310 lines
12 KiB
Markdown
310 lines
12 KiB
Markdown
---
|
||
title: "P-expressions"
|
||
---
|
||
|
||
Tony Garnock-Jones <tonyg@leastfixedpoint.com>
|
||
October 2023. Version 0.3.0.
|
||
|
||
[text syntax]: preserves-text.html
|
||
|
||
**Experimental.**
|
||
This document defines a grammar called *Preserves Expressions*
|
||
(*P-expressions*, *pexprs*) that includes [ordinary Preserves text
|
||
syntax][text syntax] but offers extensions sufficient to support a Lisp-
|
||
or Haskell-like programming notation.
|
||
|
||
**Motivation.** The [text syntax][] for Preserves works well for writing
|
||
`Value`s, i.e. data. However, in some contexts, Preserves applications
|
||
need a broader grammar that allows interleaving of *expressions* with
|
||
data. Two examples are the [Preserves Schema
|
||
language](preserves-schema.html) and the [Synit configuration scripting
|
||
language](https://synit.org/book/operation/scripting.html), both of
|
||
which (ab)use Preserves text syntax as a kind of programming notation.
|
||
|
||
## Preliminaries
|
||
|
||
The P-expression grammar includes by reference the definition of `Atom` from the
|
||
[text syntax][], as well as the definitions that `Atom` depends on.
|
||
|
||
<a id="whitespace">
|
||
**Whitespace.** Whitespace `ws` is, as in the text syntax, defined as
|
||
any number of spaces, tabs, carriage returns, or line feeds.
|
||
|
||
ws = *(%x20 / %x09 / CR / LF)
|
||
|
||
No changes to [the Preserves semantic model](preserves.html) are made.
|
||
Every Preserves text-syntax term can be parsed as a valid P-expression,
|
||
but in general P-expressions must be rewritten or otherwise interpreted
|
||
before a meaningful Preserves value can be arrived at ([see
|
||
below](#reading-preserves)).
|
||
|
||
## Grammar
|
||
|
||
Standalone documents containing P-expressions are sequences of
|
||
individual `Expr`s, followed by annotations, comments, and/or whitespace.
|
||
|
||
Document = *Expr Trailer ws
|
||
|
||
A single P-expression `Expr` can be an `Atom` from the [text syntax][],
|
||
a compound expression, special punctuation, an `Embedded` expression, or
|
||
an `Annotated` expression. The class `SimpleExpr` includes all of `Expr`
|
||
except special punctuation.
|
||
|
||
Expr = ws (SimpleExpr / Punct)
|
||
SimpleExpr = Atom / Compound / Embedded / Annotated
|
||
|
||
Embedded and annotated values are as in the text syntax, differing only
|
||
in that uses of `Value` are replaced with `SimpleExpr`.

◆ **Entries provided**:
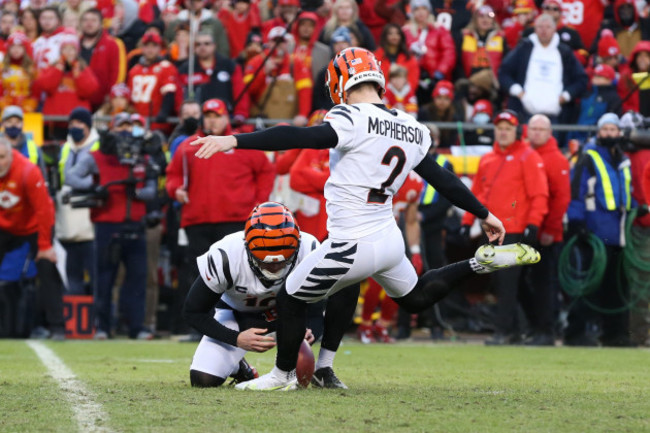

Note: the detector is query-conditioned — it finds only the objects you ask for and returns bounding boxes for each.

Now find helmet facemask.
[245,202,300,287]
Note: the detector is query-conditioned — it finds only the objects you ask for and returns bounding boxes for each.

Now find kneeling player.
[183,202,319,387]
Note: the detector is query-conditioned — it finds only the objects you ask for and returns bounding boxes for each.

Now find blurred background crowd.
[0,0,650,346]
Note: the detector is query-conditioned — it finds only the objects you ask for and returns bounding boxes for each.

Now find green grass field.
[0,340,650,433]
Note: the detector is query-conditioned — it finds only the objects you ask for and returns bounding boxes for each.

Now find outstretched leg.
[393,259,480,313]
[393,243,540,313]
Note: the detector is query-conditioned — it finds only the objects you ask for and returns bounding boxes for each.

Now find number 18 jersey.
[324,103,431,239]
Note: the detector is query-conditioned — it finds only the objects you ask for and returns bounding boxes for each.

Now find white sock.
[314,347,336,370]
[469,257,489,274]
[271,367,296,380]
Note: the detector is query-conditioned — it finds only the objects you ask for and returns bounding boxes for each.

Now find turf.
[0,340,650,433]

◆ **Required tasks**:
1. Convert every line of the entries into a Markdown table with the columns Row and Line, skipping blank lines and leaving the pictures out.
2. Carry on the P-expressions specification from its final sentence.
The P-expressions specification and the entries are unrelated material.

◆ **Per-task outputs**:
1.
| Row | Line |
|---|---|
| 1 | Note: the detector is query-conditioned — it finds only the objects you ask for and returns bounding boxes for each. |
| 2 | Now find helmet facemask. |
| 3 | [245,202,300,287] |
| 4 | Note: the detector is query-conditioned — it finds only the objects you ask for and returns bounding boxes for each. |
| 5 | Now find kneeling player. |
| 6 | [183,202,319,387] |
| 7 | Note: the detector is query-conditioned — it finds only the objects you ask for and returns bounding boxes for each. |
| 8 | Now find blurred background crowd. |
| 9 | [0,0,650,346] |
| 10 | Note: the detector is query-conditioned — it finds only the objects you ask for and returns bounding boxes for each. |
| 11 | Now find green grass field. |
| 12 | [0,340,650,433] |
| 13 | Note: the detector is query-conditioned — it finds only the objects you ask for and returns bounding boxes for each. |
| 14 | Now find outstretched leg. |
| 15 | [393,259,480,313] |
| 16 | [393,243,540,313] |
| 17 | Note: the detector is query-conditioned — it finds only the objects you ask for and returns bounding boxes for each. |
| 18 | Now find number 18 jersey. |
| 19 | [324,103,431,239] |
| 20 | Note: the detector is query-conditioned — it finds only the objects you ask for and returns bounding boxes for each. |
| 21 | Now find white sock. |
| 22 | [314,347,336,370] |
| 23 | [469,257,489,274] |
| 24 | [271,367,296,380] |
| 25 | Note: the detector is query-conditioned — it finds only the objects you ask for and returns bounding boxes for each. |
| 26 | Now find turf. |
| 27 | [0,340,650,433] |

2.
|
||
|
||
Embedded = "#!" SimpleExpr
|
||
Annotated = Annotation SimpleExpr
|
||
Annotation = "@" SimpleExpr / "#" [(%x20 / %x09) linecomment] (CR / LF)
|
||
linecomment = *<any unicode scalar value except CR or LF>
|
||
|
||
P-expression special punctuation marks are comma, semicolon, and sequences of one or more colons.
|
||
|
||
Punct = "," / ";" / 1*":"
|
||
|
||
Compound expressions are sequences of `Expr`s with optional trailing
|
||
`Annotation`s, surrounded by various kinds of parentheses.
|
||
|
||
Compound = Sequence / Record / Block / Group / Set
|
||
Sequence = "[" *Expr Trailer ws "]"
|
||
Record = "<" *Expr Trailer ws ">"
|
||
Block = "{" *Expr Trailer ws "}"
|
||
Group = "(" *Expr Trailer ws ")"
|
||
Set = "#{" *Expr Trailer ws "}"
|
||
|
||
In an `Annotated` P-expression, annotations and comments attach to the
|
||
term following them, just as in the ordinary text syntax. However, it is
|
||
common in programming notations to allow comments at the end of a file
|
||
or other sequential construct. The ordinary text syntax forbids comments
|
||
in these positions, but P-expressions allow them.
|
||
|
||
Trailer = *(ws Annotation)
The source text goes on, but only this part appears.